> [Goal of the exercise]:
Your task is to repeat the listing exactly.
+ + + + +
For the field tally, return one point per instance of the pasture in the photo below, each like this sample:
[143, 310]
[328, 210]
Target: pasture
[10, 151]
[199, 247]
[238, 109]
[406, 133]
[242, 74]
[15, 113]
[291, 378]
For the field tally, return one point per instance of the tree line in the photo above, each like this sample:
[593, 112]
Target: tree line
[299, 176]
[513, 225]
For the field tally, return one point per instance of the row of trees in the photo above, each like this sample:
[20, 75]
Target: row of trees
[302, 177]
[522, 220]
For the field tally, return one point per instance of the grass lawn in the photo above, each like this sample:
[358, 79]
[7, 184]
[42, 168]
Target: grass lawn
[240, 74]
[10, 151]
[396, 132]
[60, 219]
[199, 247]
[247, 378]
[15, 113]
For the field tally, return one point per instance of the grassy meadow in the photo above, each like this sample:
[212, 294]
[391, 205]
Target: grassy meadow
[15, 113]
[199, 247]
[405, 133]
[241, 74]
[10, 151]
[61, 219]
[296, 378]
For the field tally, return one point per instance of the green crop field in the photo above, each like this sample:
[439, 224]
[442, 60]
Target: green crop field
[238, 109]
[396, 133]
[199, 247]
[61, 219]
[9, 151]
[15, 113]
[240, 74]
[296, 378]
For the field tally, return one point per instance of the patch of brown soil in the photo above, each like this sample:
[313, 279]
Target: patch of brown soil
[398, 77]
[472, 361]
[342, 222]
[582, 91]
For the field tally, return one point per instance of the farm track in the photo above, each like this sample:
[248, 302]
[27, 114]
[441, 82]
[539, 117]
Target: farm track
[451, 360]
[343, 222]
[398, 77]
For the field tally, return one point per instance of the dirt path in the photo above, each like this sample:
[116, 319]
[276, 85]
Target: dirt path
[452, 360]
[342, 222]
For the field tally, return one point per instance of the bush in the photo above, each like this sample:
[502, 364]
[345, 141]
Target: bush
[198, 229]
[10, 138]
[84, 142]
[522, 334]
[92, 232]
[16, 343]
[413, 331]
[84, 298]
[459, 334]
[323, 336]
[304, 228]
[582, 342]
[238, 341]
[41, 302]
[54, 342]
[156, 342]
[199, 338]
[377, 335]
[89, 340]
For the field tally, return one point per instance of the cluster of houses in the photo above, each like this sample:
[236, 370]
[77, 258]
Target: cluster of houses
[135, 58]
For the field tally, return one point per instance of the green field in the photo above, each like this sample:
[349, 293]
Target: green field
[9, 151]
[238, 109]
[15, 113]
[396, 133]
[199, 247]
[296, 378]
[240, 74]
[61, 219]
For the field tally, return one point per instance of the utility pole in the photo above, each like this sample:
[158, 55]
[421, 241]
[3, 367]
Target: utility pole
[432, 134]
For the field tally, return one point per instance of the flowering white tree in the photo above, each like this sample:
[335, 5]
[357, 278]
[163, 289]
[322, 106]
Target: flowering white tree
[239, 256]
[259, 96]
+ + + + +
> [Full output]:
For the field tally, return one point per instance of the pasture in the photo below, each like this sample:
[143, 310]
[328, 210]
Target: pasture
[10, 151]
[199, 247]
[238, 109]
[406, 133]
[242, 74]
[15, 113]
[291, 378]
For the field tally, return one point per instance of the tree line in the photo above, each like this sample:
[593, 112]
Target: tree line
[299, 176]
[513, 225]
For the field tally, return one point per instance of the row of trees in the photo above, each like this sample:
[20, 75]
Target: row of trees
[302, 177]
[522, 220]
For the field tally, return one point per instance of the grass lawn in the photo above, each like this sample:
[358, 79]
[7, 184]
[42, 168]
Target: grass lawn
[240, 74]
[10, 151]
[396, 132]
[60, 219]
[199, 247]
[247, 378]
[15, 113]
For the field tally, return one point per instance of the grassy meadow in the photo above, each like this sample:
[212, 294]
[391, 205]
Target: grassy meadow
[15, 113]
[199, 247]
[405, 133]
[241, 74]
[10, 151]
[61, 219]
[296, 378]
For the field tally, return one point per instance of the green crop field in the photo above, each like this sample:
[439, 224]
[442, 60]
Target: green crop field
[238, 109]
[396, 133]
[199, 247]
[61, 219]
[9, 151]
[15, 113]
[240, 74]
[296, 378]
For the field tally, return one point per instance of the patch of brown soil in the photo above, each like this sample:
[313, 279]
Target: patch of brown soil
[398, 77]
[472, 361]
[342, 222]
[582, 91]
For the field tally, return one point per instance of the farm track in the photo above, each like this sample:
[248, 302]
[27, 114]
[441, 82]
[539, 117]
Target: farm track
[451, 360]
[343, 222]
[398, 77]
For the field tally, return one point per instance of the dirt path in the photo above, each like this sample:
[116, 319]
[276, 85]
Target: dirt path
[452, 360]
[342, 222]
For the field tally, return one point per instance of the bush in the photo above, each like this sample:
[502, 364]
[345, 141]
Target: bush
[198, 229]
[10, 138]
[84, 142]
[522, 334]
[92, 232]
[16, 343]
[413, 331]
[84, 298]
[459, 334]
[323, 336]
[304, 228]
[582, 342]
[238, 341]
[41, 302]
[54, 342]
[156, 342]
[199, 338]
[377, 335]
[89, 340]
For the field tally, return one point per instance of the cluster of houses in the photo above, each like this sample:
[236, 370]
[77, 258]
Target: cluster of houses
[135, 58]
For the field tally, return one point per instance of the green field in the photo above, each like this sample:
[349, 293]
Target: green field
[9, 151]
[238, 109]
[15, 113]
[396, 133]
[199, 247]
[296, 378]
[240, 74]
[61, 219]
For the field tally, return one point per instance of the utility pole in the photo above, each like this sample:
[158, 55]
[421, 241]
[3, 367]
Target: utility pole
[432, 134]
For the field tally, return one point per instance of the flowering white tree in the photo above, each like this sample:
[335, 5]
[357, 278]
[163, 289]
[322, 106]
Target: flowering white tree
[239, 256]
[259, 96]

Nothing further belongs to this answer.